(Items listed in a dataset)
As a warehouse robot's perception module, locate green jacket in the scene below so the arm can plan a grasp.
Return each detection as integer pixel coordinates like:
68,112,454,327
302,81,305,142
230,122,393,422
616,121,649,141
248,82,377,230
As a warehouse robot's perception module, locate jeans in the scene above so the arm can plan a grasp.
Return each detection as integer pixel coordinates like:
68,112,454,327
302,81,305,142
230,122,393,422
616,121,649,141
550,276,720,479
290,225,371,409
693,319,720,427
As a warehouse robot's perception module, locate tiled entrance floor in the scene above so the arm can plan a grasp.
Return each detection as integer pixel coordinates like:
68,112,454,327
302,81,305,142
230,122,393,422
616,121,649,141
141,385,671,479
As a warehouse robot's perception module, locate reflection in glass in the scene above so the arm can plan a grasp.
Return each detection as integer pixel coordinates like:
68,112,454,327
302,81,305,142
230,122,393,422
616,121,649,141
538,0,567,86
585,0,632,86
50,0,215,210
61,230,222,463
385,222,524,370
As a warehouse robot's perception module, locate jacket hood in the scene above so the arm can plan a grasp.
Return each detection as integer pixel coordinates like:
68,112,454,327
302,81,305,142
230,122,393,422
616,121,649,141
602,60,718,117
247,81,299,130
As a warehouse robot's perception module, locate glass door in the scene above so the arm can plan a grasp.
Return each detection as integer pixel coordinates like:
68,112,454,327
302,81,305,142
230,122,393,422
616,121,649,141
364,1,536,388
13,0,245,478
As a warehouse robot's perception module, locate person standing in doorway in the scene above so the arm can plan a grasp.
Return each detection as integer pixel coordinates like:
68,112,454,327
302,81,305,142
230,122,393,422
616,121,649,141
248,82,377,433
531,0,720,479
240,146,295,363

* * *

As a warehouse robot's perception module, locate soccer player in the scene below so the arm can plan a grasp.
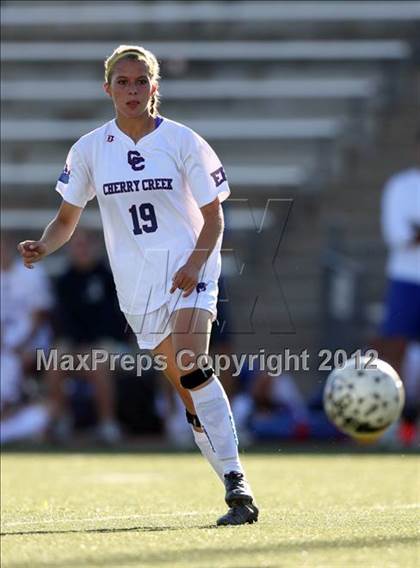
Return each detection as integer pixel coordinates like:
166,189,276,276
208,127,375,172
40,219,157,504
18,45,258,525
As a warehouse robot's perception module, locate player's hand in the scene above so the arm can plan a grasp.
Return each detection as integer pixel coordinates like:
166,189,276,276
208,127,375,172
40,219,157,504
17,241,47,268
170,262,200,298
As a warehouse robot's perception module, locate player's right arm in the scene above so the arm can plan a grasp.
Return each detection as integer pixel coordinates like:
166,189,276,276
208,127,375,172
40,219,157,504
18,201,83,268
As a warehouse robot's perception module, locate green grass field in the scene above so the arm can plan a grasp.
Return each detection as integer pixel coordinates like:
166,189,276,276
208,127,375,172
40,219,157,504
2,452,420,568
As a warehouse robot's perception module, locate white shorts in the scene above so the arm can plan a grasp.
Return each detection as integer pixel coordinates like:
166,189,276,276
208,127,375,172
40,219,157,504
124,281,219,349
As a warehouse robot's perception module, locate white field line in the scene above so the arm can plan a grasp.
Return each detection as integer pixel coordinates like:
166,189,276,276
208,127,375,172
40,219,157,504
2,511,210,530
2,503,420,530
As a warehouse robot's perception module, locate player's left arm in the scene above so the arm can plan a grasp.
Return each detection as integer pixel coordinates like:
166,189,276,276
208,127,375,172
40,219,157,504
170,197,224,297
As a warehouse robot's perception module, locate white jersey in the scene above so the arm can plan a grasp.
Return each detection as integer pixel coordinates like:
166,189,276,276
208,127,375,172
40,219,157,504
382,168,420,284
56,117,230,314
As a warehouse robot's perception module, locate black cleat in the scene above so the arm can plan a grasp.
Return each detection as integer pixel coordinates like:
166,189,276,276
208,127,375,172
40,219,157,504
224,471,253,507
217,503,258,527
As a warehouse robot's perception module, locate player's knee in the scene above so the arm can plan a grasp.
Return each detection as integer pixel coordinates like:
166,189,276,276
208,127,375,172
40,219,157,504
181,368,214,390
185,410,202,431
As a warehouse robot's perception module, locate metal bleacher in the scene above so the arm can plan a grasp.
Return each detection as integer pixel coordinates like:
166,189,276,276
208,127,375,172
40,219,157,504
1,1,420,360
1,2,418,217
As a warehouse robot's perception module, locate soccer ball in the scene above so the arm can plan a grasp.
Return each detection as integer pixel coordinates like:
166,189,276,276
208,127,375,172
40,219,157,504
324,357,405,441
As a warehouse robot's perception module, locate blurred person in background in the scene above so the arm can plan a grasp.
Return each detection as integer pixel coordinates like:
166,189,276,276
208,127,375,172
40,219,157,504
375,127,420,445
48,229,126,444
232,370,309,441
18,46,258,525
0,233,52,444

* Given problem:
Update the lines from the one with "As a warehouse robot's perception module, locate green jacket" up to and including the one with "248,82,377,230" by replacing "green jacket" with "blue jacket", keeping everything else the same. Give back only those lines.

* Written solution:
As a warehouse robot's perception module, locate blue jacket in the scene below so the arm can plan a grasp.
Return each detection as integer pixel coordinates like:
68,112,454,327
302,81,305,142
230,122,393,422
616,121,649,141
248,82,377,230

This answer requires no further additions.